_Problem to work on_
Can you turn the items below into a numbered list, skipping any blank lines and leaving out the pictures?

BEGIN Records supplied

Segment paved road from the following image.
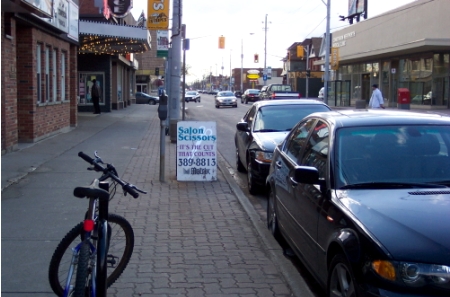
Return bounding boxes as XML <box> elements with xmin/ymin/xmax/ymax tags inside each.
<box><xmin>1</xmin><ymin>105</ymin><xmax>312</xmax><ymax>297</ymax></box>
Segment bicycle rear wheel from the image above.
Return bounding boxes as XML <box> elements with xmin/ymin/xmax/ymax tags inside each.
<box><xmin>48</xmin><ymin>214</ymin><xmax>134</xmax><ymax>296</ymax></box>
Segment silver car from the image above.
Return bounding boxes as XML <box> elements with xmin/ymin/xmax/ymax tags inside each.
<box><xmin>214</xmin><ymin>91</ymin><xmax>237</xmax><ymax>108</ymax></box>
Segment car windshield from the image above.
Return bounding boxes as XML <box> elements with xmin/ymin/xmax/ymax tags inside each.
<box><xmin>334</xmin><ymin>125</ymin><xmax>450</xmax><ymax>188</ymax></box>
<box><xmin>253</xmin><ymin>104</ymin><xmax>330</xmax><ymax>132</ymax></box>
<box><xmin>218</xmin><ymin>92</ymin><xmax>234</xmax><ymax>97</ymax></box>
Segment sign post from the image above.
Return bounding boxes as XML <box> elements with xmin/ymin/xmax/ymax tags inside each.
<box><xmin>177</xmin><ymin>121</ymin><xmax>218</xmax><ymax>181</ymax></box>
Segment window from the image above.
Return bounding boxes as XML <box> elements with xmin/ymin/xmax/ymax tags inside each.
<box><xmin>36</xmin><ymin>44</ymin><xmax>42</xmax><ymax>104</ymax></box>
<box><xmin>50</xmin><ymin>49</ymin><xmax>58</xmax><ymax>102</ymax></box>
<box><xmin>60</xmin><ymin>52</ymin><xmax>66</xmax><ymax>101</ymax></box>
<box><xmin>300</xmin><ymin>121</ymin><xmax>329</xmax><ymax>178</ymax></box>
<box><xmin>45</xmin><ymin>47</ymin><xmax>50</xmax><ymax>102</ymax></box>
<box><xmin>283</xmin><ymin>119</ymin><xmax>316</xmax><ymax>162</ymax></box>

END Records supplied

_Task answer_
1. Segment paved road from the following image.
2. Return bounding boxes as XML <box> elements with xmin/ymin/xmax/ymax tags inside each.
3. <box><xmin>1</xmin><ymin>105</ymin><xmax>312</xmax><ymax>297</ymax></box>
4. Segment bicycle rear wheel from the image above.
5. Return bounding boxes as XML <box> elements with xmin/ymin/xmax/ymax tags inside each.
6. <box><xmin>48</xmin><ymin>214</ymin><xmax>134</xmax><ymax>296</ymax></box>
7. Segment silver car from the image above.
8. Return bounding boxes as XML <box> elements with xmin/ymin/xmax/ymax tags inside each.
9. <box><xmin>214</xmin><ymin>91</ymin><xmax>237</xmax><ymax>108</ymax></box>
10. Segment car windshield from the image above.
11. Return bounding boxes as XML <box> elements with xmin/ymin/xmax/ymax tags inside each.
12. <box><xmin>334</xmin><ymin>125</ymin><xmax>450</xmax><ymax>188</ymax></box>
13. <box><xmin>253</xmin><ymin>104</ymin><xmax>330</xmax><ymax>132</ymax></box>
14. <box><xmin>218</xmin><ymin>92</ymin><xmax>234</xmax><ymax>97</ymax></box>
15. Segment sign post from the image above.
16. Return bounding boxes as XML <box> elements with xmin/ymin/xmax/ymax tags inside each.
17. <box><xmin>177</xmin><ymin>121</ymin><xmax>218</xmax><ymax>181</ymax></box>
18. Segment window from the image above.
19. Return bounding boxes as XML <box> elements with xmin/ymin/xmax/ymax tags inside each.
20. <box><xmin>36</xmin><ymin>44</ymin><xmax>42</xmax><ymax>104</ymax></box>
21. <box><xmin>50</xmin><ymin>49</ymin><xmax>58</xmax><ymax>102</ymax></box>
22. <box><xmin>60</xmin><ymin>52</ymin><xmax>66</xmax><ymax>101</ymax></box>
23. <box><xmin>300</xmin><ymin>121</ymin><xmax>329</xmax><ymax>178</ymax></box>
24. <box><xmin>45</xmin><ymin>47</ymin><xmax>50</xmax><ymax>102</ymax></box>
25. <box><xmin>283</xmin><ymin>119</ymin><xmax>316</xmax><ymax>162</ymax></box>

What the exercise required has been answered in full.